━━ Text section ━━

In which your blogger and everyone else in Washington searches for information about what the fiscal year 2011 agreement contains.
Details are starting to emerge about the deal struck between Congress and the President to complete funding of the current fiscal year (FY 2011). These details must be considered tentative, since they must first be set down in legislation, which must in turn pass the House and Senate, and be signed by the President before April 15. This could get confusing, since the FY 12 budget is also coming before the House this week, and the White House plans to release a document detailing still more proposed cuts.
Overall, the FY 11 deal includes $37.7 billion in cuts from previous spending levels. Of that amount, $1.1 billion would come from an across-the-board cut spread evenly across all discretionary programs with the exception of those in the Defense Department. It isn’t yet clear what this will cost research funding agencies.

━━━
━━ Information supplied ━━

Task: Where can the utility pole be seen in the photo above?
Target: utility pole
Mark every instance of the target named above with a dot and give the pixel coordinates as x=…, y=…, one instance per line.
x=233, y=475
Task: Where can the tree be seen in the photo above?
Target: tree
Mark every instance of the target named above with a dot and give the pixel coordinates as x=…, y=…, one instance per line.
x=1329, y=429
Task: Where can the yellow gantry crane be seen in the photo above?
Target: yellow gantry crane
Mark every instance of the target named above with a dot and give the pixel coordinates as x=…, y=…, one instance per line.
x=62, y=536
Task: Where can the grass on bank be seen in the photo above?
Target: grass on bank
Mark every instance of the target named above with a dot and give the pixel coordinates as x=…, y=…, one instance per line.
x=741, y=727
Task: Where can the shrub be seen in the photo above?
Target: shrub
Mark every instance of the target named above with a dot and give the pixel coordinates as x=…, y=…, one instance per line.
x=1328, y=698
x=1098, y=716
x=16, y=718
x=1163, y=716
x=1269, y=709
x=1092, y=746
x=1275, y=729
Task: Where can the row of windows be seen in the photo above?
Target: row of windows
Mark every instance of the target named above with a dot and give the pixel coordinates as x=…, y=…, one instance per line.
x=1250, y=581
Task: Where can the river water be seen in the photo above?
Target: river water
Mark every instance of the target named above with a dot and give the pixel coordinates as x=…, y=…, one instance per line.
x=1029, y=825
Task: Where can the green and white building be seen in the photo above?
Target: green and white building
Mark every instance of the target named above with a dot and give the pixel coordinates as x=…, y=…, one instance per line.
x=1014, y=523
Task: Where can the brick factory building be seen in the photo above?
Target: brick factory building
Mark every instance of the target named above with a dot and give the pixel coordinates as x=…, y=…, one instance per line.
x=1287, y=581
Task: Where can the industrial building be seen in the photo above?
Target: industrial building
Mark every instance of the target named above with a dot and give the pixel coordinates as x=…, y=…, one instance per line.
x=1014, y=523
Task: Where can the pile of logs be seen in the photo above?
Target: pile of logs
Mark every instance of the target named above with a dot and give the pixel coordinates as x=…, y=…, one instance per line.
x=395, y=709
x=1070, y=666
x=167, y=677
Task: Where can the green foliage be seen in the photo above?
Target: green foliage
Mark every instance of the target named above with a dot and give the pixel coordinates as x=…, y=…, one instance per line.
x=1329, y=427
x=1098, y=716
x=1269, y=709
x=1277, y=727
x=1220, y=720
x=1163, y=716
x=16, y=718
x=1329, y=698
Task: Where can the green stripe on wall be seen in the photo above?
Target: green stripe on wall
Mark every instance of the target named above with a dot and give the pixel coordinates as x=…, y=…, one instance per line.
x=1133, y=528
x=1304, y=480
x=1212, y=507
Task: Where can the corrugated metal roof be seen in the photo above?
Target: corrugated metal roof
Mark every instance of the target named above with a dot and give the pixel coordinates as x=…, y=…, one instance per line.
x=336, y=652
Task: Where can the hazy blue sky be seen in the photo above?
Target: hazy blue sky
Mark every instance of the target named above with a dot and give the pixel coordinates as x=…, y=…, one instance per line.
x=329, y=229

━━━
━━ Information supplied ━━

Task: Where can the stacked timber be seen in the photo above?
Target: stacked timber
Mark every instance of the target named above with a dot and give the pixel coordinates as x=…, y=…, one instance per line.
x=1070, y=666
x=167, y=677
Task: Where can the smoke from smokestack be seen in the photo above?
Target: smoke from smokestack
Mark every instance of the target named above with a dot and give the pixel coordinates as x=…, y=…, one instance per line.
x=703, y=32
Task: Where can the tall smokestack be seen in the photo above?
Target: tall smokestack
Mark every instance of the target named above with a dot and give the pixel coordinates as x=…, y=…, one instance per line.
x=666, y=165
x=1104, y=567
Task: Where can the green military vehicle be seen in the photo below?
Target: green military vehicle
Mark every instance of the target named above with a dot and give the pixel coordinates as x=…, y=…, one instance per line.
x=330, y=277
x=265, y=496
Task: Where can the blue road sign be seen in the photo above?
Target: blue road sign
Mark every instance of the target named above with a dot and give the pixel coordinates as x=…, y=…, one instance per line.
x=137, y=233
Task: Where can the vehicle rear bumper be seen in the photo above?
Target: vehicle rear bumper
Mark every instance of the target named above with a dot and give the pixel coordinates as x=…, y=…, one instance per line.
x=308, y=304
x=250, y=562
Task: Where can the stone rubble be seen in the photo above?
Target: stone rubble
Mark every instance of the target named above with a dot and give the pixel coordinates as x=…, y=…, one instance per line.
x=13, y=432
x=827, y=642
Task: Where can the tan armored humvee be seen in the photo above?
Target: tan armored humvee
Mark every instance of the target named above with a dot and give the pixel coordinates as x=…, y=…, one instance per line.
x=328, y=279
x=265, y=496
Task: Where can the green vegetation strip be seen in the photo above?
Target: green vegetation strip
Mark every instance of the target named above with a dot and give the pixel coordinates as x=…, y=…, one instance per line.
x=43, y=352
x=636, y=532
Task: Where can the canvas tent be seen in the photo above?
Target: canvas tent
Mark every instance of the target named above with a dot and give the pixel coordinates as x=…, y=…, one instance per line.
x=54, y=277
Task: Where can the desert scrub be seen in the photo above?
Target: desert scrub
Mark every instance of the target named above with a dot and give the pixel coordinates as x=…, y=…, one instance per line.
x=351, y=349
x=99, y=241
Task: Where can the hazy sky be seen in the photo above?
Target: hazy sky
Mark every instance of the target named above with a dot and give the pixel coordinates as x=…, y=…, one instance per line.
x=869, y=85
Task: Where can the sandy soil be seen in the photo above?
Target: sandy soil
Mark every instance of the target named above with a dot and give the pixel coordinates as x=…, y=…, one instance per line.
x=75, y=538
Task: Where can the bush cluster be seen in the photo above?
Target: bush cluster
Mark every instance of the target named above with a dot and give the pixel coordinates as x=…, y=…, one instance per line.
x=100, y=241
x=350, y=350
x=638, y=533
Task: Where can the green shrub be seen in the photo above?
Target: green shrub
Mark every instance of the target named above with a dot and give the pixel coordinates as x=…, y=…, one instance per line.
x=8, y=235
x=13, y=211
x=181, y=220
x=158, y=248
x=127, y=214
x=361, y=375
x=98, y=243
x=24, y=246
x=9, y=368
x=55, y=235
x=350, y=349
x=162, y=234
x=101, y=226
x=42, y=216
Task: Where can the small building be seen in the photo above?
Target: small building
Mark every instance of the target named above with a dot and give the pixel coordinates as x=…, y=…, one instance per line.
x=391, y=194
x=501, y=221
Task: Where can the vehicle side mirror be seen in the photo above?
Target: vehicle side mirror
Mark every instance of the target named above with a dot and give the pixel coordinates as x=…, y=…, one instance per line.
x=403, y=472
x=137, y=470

━━━

• **Given instruction**: Write out the part of the budget deal text that opens with the words containing "In which your" and closes with "more proposed cuts.", swapping in "lawmakers" for "Congress".

• **Final answer**:
In which your blogger and everyone else in Washington searches for information about what the fiscal year 2011 agreement contains.
Details are starting to emerge about the deal struck between lawmakers and the President to complete funding of the current fiscal year (FY 2011). These details must be considered tentative, since they must first be set down in legislation, which must in turn pass the House and Senate, and be signed by the President before April 15. This could get confusing, since the FY 12 budget is also coming before the House this week, and the White House plans to release a document detailing still more proposed cuts.